(Stored entries)
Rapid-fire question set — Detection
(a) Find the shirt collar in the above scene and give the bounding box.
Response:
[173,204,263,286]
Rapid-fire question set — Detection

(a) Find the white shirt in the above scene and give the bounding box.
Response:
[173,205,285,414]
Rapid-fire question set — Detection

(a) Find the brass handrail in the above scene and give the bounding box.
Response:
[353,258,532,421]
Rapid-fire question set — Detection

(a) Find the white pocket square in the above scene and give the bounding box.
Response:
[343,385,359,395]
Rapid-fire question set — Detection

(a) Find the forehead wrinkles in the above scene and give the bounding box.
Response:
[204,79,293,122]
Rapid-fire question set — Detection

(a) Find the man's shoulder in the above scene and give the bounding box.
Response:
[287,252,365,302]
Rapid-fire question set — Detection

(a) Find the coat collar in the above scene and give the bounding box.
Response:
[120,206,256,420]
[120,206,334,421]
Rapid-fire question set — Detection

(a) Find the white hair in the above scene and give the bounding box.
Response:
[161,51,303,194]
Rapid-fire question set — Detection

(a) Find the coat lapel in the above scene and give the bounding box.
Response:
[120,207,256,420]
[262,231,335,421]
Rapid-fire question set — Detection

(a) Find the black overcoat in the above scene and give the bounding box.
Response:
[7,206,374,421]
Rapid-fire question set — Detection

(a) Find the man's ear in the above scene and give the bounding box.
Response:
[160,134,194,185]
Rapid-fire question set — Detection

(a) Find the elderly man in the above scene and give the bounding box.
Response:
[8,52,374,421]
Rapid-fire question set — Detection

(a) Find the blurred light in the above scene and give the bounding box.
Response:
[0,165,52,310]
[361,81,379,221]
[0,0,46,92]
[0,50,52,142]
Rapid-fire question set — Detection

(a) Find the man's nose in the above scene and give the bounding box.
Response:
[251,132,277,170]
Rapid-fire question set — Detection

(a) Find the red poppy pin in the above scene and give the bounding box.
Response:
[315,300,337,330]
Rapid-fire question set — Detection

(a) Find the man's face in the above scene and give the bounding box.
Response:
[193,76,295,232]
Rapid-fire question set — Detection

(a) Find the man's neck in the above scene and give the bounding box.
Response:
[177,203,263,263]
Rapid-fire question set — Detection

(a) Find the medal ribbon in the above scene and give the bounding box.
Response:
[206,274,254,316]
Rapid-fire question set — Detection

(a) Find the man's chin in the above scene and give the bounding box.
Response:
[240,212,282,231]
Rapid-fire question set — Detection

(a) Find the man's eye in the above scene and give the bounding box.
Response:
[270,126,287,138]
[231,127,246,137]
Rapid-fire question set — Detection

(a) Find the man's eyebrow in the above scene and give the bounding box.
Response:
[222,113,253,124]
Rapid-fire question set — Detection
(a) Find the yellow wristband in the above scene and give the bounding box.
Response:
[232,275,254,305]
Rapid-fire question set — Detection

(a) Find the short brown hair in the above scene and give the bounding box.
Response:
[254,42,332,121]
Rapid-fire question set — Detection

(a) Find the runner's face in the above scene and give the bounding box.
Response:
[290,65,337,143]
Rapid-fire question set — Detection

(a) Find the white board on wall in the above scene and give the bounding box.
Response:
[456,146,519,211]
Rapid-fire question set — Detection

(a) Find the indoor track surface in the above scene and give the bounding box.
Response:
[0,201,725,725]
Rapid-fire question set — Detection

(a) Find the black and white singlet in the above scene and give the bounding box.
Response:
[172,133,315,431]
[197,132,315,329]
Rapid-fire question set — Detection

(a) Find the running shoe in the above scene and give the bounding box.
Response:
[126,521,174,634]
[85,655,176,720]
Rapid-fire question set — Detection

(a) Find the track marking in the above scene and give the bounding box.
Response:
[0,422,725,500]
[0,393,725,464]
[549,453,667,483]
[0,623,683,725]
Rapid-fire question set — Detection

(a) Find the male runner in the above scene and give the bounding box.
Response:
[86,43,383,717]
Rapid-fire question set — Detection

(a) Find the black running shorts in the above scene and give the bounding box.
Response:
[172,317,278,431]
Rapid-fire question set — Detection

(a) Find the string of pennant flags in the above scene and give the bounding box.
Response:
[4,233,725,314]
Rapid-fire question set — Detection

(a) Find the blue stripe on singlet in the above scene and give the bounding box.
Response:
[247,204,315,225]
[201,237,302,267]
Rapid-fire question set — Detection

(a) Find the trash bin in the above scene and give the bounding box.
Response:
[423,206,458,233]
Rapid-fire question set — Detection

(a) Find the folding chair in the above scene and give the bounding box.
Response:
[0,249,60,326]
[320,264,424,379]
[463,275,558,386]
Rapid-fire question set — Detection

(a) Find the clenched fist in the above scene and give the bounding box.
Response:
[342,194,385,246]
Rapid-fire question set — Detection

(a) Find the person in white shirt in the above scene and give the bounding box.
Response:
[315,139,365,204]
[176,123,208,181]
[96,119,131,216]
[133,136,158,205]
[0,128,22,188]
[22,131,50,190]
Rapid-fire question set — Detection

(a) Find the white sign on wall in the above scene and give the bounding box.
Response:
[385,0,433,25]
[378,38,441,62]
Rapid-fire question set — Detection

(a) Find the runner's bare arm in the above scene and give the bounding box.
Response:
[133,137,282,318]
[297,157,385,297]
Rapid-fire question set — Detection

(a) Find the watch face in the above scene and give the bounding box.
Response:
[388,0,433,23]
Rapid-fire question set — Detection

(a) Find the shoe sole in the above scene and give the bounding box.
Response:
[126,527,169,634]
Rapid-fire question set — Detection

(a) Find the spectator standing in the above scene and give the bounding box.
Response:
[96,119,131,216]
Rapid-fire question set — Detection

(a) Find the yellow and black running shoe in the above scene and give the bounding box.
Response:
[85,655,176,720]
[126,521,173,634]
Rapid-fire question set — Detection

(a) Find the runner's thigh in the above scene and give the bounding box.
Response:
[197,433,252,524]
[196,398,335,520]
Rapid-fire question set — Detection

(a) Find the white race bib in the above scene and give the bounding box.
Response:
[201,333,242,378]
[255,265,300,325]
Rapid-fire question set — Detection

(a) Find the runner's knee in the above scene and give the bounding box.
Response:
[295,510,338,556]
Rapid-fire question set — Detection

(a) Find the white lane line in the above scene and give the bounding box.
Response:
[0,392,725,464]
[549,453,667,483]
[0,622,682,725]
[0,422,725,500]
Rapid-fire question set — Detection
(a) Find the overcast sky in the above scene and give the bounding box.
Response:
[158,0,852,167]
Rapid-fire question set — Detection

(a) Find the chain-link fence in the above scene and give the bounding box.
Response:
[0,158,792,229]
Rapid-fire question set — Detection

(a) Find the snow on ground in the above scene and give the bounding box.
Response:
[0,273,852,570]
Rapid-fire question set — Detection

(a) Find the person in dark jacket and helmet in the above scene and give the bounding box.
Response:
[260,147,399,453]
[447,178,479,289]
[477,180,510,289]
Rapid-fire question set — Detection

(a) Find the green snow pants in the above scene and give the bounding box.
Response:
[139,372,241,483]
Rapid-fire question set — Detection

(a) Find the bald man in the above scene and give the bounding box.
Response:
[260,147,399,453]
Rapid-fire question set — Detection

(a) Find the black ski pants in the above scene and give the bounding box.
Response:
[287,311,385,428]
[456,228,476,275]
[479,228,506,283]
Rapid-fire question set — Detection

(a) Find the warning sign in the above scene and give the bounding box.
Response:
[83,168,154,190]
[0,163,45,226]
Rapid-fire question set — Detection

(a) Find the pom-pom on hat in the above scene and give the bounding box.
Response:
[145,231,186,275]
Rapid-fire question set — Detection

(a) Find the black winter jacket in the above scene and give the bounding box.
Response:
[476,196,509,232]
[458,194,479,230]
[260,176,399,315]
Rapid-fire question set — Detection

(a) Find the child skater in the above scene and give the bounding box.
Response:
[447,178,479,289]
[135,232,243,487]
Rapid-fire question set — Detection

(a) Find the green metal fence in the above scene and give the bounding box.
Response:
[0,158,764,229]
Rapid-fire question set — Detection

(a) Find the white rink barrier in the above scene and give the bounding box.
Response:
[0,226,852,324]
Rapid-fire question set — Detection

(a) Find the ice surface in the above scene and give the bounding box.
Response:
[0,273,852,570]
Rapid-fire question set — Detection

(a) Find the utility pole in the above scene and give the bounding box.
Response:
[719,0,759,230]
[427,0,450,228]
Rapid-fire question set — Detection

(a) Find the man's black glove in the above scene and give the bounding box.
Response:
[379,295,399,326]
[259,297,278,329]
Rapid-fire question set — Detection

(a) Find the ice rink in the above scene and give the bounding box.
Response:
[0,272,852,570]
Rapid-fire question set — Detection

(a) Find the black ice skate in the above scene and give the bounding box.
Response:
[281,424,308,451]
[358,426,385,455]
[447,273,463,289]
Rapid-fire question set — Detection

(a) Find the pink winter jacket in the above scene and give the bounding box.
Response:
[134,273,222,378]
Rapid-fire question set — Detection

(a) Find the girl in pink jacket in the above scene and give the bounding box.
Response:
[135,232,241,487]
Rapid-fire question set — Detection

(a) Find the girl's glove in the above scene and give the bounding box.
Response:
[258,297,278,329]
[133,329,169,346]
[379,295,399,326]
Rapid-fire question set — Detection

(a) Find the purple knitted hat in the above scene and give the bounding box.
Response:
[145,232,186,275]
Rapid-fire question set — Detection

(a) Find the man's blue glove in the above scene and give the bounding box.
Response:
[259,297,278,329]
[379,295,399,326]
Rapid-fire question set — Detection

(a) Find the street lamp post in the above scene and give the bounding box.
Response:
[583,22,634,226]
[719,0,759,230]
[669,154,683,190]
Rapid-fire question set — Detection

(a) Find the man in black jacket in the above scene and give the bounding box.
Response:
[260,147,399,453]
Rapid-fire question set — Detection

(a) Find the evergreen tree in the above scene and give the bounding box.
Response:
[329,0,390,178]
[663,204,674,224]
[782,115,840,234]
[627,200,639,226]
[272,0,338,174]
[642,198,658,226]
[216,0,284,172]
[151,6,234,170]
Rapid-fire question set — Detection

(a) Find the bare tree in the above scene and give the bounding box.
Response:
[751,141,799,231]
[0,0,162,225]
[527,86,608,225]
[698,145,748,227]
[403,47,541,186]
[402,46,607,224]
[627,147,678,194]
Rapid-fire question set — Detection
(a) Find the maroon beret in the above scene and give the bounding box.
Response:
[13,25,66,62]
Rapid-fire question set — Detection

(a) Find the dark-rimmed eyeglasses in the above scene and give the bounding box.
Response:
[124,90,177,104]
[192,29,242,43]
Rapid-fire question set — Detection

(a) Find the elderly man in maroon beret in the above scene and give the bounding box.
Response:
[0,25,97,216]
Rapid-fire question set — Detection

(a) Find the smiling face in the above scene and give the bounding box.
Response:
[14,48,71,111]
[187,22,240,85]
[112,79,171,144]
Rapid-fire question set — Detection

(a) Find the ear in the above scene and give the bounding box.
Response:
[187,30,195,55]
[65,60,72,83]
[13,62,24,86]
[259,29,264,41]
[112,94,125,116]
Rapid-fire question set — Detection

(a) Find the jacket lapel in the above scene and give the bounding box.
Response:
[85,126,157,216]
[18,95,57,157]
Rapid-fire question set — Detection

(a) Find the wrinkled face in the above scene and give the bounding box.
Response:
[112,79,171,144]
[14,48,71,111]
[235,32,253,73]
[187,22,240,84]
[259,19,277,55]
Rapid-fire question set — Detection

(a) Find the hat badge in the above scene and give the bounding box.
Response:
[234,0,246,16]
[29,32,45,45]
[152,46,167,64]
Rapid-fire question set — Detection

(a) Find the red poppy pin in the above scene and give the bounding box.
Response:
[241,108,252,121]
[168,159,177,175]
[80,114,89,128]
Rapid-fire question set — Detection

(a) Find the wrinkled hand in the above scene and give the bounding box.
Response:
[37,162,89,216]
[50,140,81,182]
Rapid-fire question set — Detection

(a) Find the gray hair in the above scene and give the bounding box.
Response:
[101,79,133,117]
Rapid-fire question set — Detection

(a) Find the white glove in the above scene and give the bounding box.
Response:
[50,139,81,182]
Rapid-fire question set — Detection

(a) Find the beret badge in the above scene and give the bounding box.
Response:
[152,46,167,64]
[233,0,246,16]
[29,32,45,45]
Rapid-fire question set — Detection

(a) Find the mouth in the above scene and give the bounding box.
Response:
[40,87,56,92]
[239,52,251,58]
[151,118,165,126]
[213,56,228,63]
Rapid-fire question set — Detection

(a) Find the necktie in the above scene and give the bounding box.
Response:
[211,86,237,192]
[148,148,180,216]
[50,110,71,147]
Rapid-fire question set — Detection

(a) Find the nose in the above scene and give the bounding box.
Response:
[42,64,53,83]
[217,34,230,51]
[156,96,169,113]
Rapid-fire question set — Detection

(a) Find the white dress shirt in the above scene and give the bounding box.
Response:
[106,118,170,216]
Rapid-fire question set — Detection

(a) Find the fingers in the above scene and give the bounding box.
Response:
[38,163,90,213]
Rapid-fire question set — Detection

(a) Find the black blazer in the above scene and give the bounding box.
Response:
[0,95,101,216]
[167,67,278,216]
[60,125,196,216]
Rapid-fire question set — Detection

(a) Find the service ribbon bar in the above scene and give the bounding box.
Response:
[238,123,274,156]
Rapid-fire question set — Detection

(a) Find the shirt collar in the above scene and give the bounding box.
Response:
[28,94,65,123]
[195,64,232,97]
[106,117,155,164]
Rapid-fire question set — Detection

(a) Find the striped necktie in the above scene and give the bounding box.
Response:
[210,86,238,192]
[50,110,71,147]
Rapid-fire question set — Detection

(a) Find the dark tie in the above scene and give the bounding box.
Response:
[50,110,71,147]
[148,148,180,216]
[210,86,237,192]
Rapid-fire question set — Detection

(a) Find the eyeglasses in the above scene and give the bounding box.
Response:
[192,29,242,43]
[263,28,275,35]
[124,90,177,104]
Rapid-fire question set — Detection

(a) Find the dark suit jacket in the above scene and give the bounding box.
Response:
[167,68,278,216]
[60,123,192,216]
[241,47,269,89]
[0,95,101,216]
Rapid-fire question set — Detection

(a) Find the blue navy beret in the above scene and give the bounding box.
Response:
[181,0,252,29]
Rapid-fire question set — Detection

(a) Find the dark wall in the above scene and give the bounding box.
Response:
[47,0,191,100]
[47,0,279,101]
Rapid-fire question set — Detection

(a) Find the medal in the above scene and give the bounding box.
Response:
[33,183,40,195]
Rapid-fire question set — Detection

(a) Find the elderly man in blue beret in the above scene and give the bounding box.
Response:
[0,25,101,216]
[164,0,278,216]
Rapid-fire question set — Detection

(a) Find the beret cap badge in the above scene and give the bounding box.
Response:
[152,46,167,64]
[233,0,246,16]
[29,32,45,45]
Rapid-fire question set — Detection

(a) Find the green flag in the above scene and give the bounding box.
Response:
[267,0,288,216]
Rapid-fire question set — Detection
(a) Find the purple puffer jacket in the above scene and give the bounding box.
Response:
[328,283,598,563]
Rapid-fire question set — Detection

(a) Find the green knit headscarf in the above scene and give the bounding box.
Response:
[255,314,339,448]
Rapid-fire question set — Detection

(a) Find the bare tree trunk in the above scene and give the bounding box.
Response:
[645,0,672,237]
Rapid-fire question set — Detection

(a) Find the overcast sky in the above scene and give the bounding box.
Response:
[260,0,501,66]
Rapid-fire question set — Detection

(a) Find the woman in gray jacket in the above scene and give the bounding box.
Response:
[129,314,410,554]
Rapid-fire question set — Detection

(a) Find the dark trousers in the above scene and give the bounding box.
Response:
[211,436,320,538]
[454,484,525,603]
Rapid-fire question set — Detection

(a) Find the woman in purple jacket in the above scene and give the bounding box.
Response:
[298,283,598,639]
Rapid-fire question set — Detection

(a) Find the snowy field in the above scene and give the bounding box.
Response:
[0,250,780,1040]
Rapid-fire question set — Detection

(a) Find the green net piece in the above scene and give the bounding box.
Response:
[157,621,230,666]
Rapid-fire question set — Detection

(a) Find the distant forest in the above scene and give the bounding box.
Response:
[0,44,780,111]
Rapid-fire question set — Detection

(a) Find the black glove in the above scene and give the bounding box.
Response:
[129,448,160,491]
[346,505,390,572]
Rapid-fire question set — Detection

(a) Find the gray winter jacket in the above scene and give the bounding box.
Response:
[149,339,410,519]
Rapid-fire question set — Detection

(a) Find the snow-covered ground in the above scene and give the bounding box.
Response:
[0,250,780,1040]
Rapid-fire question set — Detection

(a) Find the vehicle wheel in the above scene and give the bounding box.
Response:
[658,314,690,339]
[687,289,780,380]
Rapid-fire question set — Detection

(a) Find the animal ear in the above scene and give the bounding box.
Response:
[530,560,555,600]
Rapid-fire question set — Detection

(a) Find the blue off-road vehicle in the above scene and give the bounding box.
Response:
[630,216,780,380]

● Exercise task: From the records above, pick out each line that contains the string "glove". Treat uppercase and lowercase letters as different.

● Solution to this exercise:
(a) Find the man's black glove in the above scene and give the bounding box.
(a) Find the girl's glove in the above scene and give the bounding box.
(a) Find the man's blue glove in the above scene and give the bounding box.
(a) Find the white glove in the above scene and give the bounding box.
(a) Find the black glove in the above scene and give the bounding box.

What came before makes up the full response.